TEXT BLOCK —
========

In the recently published research on Impact and Implications of COVID-19 on Philanthropy Work in East Africa, there was a noted increase in community giving and the use of community-based structures to provide updates on community developments or project progress. The study also highlighted the need to deliberately inform, engage and involve communities in all stages of projects, from need identification to final reporting. This points to the need for enhanced local ownership, changing perceptions and attitudes, and cements an existing culture of local giving. Additionally, this challenges widely accepted development processes being supply-driven (top-down) ensuring legitimacy and relevance through local ownership.
While the context of the pandemic created a perception that these findings were a post-COVID emergence, the centrality of communities was already challenging the status quo of these top-down development models for years. Efficacy of community-driven models is demonstrated by both private and bi-lateral funds applied with the most considerable longitudinal and mounting evidence through the HIV/AIDS response regionally over the last two decades.

========

COMPLETE THE FOLLOWING —
- A) According to the passage on community-driven philanthropy, what did the study highlight a need to do with communities?
- B) Echo the passage on community-driven philanthropy between "In the recently" and "through local ownership.", inclusive.
- C) Carry on the passage on community-driven philanthropy from its final sentence.

Dataset entries —
========

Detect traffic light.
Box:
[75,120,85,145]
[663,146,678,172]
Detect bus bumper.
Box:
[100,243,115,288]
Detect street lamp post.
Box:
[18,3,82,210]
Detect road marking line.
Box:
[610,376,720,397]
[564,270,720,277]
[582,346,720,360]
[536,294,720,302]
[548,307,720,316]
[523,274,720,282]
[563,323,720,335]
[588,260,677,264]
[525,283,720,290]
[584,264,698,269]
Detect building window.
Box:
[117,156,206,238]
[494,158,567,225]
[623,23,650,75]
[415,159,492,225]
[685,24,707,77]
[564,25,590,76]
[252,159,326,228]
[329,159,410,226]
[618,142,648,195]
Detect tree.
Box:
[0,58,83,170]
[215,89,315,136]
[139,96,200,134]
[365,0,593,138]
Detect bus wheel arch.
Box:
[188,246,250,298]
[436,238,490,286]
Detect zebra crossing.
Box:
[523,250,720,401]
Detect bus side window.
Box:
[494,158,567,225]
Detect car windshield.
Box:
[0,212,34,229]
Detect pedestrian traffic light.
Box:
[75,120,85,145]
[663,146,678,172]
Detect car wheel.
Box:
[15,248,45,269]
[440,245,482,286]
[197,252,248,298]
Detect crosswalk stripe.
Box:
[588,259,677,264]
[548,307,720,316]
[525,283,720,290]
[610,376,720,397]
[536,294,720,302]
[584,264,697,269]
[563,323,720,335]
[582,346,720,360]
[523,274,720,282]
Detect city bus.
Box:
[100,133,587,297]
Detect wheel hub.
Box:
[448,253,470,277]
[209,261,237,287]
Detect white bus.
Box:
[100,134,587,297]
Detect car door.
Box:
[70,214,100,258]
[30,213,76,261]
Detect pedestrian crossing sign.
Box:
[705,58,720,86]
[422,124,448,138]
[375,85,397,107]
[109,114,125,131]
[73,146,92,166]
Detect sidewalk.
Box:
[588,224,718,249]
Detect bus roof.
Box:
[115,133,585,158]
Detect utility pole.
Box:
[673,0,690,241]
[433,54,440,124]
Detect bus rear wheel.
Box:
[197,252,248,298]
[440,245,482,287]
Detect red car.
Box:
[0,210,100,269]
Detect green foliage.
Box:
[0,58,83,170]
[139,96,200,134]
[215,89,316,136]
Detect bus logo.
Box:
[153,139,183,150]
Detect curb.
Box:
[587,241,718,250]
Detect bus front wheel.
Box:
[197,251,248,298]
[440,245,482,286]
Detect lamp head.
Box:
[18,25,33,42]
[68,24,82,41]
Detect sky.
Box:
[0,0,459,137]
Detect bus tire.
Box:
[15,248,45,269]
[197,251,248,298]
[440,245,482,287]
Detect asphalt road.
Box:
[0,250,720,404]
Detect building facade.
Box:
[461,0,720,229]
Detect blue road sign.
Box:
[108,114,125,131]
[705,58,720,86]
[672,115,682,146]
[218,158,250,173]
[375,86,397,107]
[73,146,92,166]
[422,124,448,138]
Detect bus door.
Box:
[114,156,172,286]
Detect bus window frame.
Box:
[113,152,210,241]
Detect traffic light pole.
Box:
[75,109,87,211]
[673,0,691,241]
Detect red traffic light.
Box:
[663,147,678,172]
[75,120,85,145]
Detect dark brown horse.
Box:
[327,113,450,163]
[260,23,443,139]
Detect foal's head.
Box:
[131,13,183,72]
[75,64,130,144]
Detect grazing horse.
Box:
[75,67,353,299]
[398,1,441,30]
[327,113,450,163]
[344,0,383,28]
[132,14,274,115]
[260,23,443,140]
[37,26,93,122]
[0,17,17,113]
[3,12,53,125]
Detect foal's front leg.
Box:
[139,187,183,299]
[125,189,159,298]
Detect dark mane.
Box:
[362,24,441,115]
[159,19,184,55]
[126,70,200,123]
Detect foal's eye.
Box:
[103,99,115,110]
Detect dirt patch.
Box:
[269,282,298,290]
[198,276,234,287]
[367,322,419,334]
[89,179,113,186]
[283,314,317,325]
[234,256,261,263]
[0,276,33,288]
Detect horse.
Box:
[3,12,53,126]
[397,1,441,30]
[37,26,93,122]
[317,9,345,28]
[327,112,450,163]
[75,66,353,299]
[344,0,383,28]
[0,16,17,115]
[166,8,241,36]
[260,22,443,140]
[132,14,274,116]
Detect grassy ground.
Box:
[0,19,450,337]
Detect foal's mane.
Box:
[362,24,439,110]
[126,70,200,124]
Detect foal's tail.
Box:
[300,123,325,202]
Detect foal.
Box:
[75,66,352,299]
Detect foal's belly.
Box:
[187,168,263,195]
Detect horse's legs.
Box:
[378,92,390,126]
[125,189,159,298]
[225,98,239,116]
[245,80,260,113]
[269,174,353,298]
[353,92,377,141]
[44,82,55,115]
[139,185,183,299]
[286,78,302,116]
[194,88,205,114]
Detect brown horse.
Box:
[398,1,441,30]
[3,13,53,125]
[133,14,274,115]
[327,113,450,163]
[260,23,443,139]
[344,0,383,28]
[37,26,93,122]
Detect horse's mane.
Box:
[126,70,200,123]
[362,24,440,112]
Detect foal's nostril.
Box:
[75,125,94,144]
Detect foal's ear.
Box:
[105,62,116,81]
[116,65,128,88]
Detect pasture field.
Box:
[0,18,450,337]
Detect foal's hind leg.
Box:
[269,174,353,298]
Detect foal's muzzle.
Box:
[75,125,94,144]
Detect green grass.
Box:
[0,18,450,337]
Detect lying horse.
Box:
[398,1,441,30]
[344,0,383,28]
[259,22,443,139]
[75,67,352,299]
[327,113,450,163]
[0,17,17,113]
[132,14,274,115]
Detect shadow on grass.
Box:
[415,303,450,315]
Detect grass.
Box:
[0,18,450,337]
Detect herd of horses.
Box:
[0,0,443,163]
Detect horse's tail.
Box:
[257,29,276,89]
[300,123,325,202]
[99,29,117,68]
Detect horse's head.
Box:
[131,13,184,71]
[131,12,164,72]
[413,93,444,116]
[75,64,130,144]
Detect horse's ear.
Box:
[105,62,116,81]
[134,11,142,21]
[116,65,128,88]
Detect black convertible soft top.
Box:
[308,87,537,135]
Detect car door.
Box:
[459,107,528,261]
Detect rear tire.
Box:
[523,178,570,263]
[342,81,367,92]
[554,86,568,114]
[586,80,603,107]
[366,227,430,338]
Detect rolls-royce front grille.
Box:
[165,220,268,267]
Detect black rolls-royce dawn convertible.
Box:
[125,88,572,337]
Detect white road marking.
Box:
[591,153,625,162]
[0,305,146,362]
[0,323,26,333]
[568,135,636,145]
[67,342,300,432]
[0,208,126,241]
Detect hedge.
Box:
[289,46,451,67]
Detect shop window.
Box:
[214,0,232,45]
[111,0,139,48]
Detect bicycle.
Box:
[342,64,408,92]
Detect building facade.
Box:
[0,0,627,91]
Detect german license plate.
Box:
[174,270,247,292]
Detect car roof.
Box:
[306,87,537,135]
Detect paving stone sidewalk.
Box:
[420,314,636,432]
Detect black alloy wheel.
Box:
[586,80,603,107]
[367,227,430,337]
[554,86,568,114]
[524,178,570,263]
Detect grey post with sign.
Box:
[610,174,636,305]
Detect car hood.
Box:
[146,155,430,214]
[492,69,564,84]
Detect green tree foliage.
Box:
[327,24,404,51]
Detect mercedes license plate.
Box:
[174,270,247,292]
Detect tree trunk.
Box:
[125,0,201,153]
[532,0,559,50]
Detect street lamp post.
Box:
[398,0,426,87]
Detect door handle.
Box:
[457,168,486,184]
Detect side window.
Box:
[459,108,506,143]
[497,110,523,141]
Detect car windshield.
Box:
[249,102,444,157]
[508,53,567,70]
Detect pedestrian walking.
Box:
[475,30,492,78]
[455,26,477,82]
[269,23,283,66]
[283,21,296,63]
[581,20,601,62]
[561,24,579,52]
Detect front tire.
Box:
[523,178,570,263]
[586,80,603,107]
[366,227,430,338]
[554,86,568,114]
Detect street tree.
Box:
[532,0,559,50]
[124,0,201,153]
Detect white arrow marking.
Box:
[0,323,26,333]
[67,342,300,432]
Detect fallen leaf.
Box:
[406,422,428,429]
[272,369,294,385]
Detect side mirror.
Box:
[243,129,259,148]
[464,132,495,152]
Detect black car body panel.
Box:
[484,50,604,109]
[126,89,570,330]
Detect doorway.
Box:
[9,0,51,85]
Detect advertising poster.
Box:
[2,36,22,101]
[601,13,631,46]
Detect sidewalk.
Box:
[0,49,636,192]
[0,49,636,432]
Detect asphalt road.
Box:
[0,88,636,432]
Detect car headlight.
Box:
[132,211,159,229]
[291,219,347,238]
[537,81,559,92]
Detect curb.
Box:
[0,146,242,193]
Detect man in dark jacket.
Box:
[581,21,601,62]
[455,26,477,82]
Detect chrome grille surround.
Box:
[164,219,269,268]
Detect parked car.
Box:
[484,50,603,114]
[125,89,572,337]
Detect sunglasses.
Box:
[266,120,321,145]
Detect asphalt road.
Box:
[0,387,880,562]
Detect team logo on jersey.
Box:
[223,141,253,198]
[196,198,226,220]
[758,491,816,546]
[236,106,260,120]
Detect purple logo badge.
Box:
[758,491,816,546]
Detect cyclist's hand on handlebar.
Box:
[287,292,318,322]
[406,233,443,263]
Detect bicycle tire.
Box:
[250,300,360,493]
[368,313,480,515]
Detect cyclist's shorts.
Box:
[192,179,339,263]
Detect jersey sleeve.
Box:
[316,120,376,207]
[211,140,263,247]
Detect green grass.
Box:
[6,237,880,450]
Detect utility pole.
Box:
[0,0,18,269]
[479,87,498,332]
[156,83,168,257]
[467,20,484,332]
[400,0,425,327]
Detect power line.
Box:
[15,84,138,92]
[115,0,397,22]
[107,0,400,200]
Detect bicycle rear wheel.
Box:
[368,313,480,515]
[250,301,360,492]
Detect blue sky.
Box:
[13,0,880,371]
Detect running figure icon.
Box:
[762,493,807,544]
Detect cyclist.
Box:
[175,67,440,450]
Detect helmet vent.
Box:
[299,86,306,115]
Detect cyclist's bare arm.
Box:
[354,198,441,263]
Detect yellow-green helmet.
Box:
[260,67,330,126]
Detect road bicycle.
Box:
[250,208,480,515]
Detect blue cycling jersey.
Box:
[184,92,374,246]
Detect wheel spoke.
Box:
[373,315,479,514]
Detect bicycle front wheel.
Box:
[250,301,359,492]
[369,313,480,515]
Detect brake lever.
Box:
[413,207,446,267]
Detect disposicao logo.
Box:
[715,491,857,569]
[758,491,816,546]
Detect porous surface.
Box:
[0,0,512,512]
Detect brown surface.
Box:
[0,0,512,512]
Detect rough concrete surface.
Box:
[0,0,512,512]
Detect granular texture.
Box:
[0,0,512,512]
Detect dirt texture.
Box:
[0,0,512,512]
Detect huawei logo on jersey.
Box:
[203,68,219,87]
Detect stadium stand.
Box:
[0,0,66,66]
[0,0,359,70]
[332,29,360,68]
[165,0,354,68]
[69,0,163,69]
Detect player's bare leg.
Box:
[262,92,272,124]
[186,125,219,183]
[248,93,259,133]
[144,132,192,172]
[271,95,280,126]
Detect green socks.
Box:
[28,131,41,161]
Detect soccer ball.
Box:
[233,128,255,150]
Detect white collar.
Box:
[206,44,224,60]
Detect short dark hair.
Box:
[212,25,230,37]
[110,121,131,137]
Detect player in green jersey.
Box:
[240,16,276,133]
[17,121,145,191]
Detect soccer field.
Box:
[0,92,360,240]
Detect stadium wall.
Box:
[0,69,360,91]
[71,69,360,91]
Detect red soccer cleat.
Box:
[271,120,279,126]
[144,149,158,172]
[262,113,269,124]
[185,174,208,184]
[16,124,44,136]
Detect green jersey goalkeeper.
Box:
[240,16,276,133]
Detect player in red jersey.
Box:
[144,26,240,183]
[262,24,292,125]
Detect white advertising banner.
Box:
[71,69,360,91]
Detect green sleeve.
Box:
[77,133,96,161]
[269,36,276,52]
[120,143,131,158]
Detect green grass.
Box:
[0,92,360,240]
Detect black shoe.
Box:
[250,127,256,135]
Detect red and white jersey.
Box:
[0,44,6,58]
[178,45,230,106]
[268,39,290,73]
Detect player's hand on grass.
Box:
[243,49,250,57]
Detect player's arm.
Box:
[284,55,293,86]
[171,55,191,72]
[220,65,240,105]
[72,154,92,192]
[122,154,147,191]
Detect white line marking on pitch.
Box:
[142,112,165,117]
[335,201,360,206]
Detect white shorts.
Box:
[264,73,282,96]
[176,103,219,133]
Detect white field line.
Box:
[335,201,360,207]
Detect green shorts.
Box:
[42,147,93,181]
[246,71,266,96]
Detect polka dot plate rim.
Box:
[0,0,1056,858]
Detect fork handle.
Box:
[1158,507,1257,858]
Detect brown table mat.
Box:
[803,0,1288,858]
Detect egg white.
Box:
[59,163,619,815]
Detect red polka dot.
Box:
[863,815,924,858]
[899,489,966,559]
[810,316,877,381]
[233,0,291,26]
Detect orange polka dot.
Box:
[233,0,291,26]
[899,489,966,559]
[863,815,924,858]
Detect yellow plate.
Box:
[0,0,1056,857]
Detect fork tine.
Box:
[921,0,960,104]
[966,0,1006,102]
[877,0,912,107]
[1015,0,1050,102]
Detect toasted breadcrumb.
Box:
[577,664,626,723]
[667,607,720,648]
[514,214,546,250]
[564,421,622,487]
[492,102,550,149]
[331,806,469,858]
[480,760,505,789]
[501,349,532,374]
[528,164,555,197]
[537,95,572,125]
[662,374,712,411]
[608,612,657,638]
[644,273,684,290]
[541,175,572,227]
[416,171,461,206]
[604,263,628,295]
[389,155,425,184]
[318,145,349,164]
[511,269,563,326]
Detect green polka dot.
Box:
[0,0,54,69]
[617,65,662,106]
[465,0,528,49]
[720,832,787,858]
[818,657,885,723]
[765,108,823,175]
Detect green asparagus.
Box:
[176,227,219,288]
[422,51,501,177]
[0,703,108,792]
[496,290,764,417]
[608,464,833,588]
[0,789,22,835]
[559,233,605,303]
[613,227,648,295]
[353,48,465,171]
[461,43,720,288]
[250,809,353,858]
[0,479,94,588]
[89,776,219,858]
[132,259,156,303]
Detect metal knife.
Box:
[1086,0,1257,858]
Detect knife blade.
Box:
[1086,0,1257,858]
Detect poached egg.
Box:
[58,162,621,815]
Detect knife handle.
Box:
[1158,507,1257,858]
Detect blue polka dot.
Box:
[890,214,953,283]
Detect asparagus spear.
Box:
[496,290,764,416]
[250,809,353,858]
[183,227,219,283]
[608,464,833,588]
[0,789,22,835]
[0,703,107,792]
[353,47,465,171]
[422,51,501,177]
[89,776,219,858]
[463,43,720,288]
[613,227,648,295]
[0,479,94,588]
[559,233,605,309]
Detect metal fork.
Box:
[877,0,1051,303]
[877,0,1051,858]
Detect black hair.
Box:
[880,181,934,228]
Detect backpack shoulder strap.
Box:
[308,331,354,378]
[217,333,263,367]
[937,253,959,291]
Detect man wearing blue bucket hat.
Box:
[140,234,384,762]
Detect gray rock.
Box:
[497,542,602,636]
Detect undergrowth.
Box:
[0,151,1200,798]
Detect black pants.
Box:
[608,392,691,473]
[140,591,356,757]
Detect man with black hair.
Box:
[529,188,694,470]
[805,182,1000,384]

========

YOUR RESPONSES —
- A) To deliberately inform, engage and involve communities in all stages of projects, from need identification to final reporting.

- B)
In the recently published research on Impact and Implications of COVID-19 on Philanthropy Work in East Africa, there was a noted increase in community giving and the use of community-based structures to provide updates on community developments or project progress. The study also highlighted the need to deliberately inform, engage and involve communities in all stages of projects, from need identification to final reporting. This points to the need for enhanced local ownership, changing perceptions and attitudes, and cements an existing culture of local giving. Additionally, this challenges widely accepted development processes being supply-driven (top-down) ensuring legitimacy and relevance through local ownership.

- C)
At the 2019 East Africa Philanthropy conference, Blood: Water led a session entitled “Community Driven Philanthropy: Strategic Opportunities for Positioning Private Funding Directly at Community Level,” demonstrating the feasibility of this model. The session generated thought-provoking dialogue across private philanthropic organizations to re-examine models of funding to more directly empower community change agents, leveraging community-generated resources and filling funding gaps other mechanisms have created. Community philanthropy is not a discussion on the feasibility of efficacy but rather a discussion of equity and power shifts.
Continuing with the conversation and reinforcing the longstanding evidence existing before but reinforced by COVID-19 on the impact of and learning around community philanthropy for development; this learning session presents two models applied by Blood:Water, Foundation for Civil Society (FCS), and the Mott Foundation: community-led and community-generated philanthropy. The aim of the session is to push forward this into actionable steps to enable this to be the normative standard and not the exception.